(Collection entries)
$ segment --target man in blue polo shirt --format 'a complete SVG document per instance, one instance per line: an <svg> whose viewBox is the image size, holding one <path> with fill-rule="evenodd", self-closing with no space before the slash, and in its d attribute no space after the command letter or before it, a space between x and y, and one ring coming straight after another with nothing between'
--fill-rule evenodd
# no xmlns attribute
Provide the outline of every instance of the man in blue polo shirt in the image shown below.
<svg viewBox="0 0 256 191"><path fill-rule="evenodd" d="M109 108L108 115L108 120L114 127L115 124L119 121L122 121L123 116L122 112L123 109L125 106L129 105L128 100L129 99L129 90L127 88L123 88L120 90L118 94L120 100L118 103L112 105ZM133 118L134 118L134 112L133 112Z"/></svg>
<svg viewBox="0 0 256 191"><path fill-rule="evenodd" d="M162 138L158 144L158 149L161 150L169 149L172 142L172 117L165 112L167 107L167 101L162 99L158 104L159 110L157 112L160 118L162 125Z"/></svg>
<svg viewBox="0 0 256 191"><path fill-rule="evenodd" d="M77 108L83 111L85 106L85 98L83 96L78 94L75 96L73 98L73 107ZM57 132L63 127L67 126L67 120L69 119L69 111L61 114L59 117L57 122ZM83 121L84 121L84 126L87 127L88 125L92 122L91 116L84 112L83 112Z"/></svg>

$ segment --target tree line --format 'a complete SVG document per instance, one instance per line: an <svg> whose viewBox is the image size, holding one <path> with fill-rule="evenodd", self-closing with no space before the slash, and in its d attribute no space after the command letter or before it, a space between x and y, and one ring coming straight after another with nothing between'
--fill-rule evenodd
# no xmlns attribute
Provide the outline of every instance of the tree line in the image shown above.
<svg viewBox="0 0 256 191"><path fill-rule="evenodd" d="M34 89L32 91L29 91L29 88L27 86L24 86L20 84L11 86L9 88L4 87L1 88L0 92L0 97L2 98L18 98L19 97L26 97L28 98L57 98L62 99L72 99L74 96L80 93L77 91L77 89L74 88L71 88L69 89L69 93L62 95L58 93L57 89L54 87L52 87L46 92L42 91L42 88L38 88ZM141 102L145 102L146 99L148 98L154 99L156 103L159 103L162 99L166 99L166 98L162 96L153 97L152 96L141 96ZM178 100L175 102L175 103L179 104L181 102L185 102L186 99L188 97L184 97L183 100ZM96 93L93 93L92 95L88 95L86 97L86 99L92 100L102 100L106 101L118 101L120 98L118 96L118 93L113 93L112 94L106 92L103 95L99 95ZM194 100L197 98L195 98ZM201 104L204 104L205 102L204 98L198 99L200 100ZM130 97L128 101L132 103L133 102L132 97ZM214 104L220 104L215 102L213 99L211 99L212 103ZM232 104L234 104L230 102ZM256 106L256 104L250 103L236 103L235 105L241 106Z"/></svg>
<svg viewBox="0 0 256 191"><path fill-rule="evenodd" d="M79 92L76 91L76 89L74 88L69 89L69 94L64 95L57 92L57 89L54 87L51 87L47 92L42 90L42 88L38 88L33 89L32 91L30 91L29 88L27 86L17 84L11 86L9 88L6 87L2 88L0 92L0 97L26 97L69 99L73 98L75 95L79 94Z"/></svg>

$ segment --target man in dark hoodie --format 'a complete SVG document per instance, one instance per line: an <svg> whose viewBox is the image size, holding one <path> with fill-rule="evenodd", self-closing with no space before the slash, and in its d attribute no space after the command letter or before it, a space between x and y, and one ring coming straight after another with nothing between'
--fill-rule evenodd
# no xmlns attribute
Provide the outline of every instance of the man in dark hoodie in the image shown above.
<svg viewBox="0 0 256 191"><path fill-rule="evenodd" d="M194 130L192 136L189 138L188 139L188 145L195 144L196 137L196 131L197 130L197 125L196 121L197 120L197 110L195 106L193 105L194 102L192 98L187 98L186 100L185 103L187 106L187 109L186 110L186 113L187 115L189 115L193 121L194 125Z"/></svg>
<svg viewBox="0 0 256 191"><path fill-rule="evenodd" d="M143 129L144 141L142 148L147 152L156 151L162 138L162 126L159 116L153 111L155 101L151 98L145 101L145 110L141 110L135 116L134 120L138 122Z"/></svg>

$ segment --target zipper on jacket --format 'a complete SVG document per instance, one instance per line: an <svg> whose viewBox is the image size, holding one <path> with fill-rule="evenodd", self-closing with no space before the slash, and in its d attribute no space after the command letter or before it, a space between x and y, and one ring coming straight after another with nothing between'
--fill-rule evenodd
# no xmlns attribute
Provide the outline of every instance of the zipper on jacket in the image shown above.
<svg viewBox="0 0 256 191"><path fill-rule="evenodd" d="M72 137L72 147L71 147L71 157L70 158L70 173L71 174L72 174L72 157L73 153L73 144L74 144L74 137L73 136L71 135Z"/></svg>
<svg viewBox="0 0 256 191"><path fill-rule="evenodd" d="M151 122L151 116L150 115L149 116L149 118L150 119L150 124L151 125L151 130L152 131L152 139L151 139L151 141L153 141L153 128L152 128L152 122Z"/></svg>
--
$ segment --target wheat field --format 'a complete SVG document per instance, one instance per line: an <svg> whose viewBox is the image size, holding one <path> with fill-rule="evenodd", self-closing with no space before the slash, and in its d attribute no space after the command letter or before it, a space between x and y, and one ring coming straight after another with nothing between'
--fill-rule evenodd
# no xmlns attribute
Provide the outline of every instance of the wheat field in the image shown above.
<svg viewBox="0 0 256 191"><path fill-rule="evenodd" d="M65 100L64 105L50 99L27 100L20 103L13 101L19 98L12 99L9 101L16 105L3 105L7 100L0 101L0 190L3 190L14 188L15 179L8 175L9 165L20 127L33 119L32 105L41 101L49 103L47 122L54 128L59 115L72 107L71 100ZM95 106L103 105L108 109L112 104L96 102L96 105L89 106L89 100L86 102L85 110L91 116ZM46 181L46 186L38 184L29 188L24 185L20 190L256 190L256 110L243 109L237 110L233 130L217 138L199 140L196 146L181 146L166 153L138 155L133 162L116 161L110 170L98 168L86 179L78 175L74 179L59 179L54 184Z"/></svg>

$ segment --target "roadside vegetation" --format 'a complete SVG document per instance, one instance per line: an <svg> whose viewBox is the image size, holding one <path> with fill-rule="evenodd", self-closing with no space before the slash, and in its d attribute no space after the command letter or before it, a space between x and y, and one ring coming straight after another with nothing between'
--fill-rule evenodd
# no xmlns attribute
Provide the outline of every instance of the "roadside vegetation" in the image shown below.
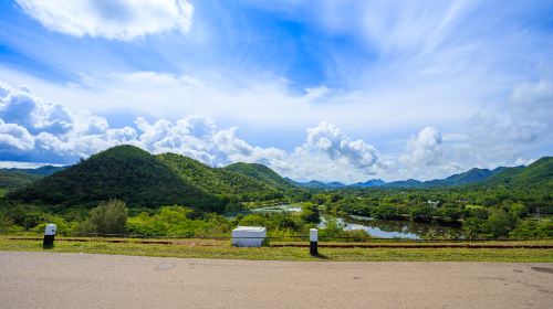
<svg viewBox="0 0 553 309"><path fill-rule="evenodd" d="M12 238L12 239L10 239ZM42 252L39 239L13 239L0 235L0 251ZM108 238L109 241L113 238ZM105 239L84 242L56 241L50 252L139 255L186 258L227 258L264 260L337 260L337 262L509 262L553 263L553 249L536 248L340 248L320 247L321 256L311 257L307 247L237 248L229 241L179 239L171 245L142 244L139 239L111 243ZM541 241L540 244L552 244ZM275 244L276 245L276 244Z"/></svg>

## [Problem]
Edit the records from the line containing "polo shirt --format" through the line containing "108L108 115L108 120L114", replacing "blue" with "gray" and keeping everything else the same.

## [Complete response]
$ segment --target man in gray polo shirt --format 'a complete SVG document per instance, one instance per line: an <svg> whose viewBox is the image size, holding one <path> with fill-rule="evenodd", self-closing with no space before the slash, and in its d attribute no space after the command letter or before it, a space between x and y, and one ring coming straight after another with nothing between'
--fill-rule evenodd
# no xmlns attribute
Provide the outline of every instance of the man in gray polo shirt in the image shown below.
<svg viewBox="0 0 256 191"><path fill-rule="evenodd" d="M109 108L108 115L108 120L114 127L115 124L119 121L122 121L123 116L122 112L123 109L125 106L129 105L128 100L129 99L129 90L127 88L123 88L120 90L118 94L120 100L118 103L112 105ZM133 118L134 118L134 112L133 112Z"/></svg>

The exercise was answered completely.